Go through the material below and count the lines in which the word "each" occurs; the only output is the number.
:: THE INPUT
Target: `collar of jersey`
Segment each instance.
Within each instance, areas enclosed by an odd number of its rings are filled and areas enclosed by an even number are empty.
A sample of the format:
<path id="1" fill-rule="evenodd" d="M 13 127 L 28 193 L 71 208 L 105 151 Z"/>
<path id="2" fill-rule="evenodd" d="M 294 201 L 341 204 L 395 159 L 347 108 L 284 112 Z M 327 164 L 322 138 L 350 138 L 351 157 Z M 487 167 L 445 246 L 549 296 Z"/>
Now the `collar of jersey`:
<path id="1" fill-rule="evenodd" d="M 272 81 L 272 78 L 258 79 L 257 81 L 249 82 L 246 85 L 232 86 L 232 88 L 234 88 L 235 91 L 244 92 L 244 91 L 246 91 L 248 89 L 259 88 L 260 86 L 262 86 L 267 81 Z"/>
::::
### WRITTEN SOLUTION
2